*** Begin section ***

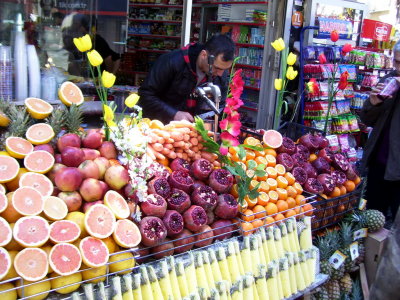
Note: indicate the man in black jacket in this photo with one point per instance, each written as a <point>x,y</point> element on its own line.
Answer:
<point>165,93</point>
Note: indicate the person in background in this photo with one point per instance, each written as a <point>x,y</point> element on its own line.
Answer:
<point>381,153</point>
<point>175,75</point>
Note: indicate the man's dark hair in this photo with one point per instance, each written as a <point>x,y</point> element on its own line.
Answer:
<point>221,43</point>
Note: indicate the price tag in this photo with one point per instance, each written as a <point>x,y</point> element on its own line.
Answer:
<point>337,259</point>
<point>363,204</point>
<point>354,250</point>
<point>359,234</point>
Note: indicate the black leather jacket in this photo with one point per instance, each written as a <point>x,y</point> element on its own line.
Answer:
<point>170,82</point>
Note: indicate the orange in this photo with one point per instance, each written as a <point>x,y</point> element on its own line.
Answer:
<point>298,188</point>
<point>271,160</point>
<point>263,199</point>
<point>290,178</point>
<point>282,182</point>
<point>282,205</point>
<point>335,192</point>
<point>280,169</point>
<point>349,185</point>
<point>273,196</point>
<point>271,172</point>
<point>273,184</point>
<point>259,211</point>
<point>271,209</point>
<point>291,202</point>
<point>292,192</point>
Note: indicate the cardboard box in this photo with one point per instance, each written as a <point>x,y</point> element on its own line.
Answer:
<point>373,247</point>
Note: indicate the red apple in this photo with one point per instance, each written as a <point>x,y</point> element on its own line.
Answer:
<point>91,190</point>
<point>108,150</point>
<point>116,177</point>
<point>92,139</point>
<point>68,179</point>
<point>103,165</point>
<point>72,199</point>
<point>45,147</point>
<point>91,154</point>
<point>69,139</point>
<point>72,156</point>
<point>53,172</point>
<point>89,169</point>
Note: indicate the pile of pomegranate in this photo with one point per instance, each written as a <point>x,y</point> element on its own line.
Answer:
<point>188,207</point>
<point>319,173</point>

*** End section ***
*** Begin section ***

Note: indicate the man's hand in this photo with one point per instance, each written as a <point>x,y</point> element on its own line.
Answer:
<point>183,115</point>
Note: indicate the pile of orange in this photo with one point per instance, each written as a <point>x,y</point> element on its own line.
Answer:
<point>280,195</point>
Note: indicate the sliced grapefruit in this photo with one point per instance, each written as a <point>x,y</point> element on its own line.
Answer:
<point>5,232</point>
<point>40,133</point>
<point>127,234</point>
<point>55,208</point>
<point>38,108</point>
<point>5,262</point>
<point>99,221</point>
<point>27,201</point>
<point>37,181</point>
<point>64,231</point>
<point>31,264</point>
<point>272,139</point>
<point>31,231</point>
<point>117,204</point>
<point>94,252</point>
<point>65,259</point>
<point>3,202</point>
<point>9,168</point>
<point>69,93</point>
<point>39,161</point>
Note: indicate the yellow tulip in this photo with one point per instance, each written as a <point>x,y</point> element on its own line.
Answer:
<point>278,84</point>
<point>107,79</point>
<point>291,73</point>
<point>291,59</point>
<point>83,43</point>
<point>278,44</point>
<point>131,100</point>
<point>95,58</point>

*** End section ***
*** Begin section ***

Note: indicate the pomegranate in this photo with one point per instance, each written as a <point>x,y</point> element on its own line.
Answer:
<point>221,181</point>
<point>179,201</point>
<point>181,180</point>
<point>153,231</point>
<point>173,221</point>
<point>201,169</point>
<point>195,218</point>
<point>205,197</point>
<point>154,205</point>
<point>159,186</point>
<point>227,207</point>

*** End section ***

* _TASK DETAILS_:
Go through the entries and filter for lines holding the word "pile"; copy each match.

* _OUTPUT_:
Note: indicate the pile of pomegranate in this photo with one point per instance, each written as a <point>x,y</point> element on its own line.
Note: indicate the pile of orange in this photo with one point per instance, each written as a <point>x,y</point> element on its own line.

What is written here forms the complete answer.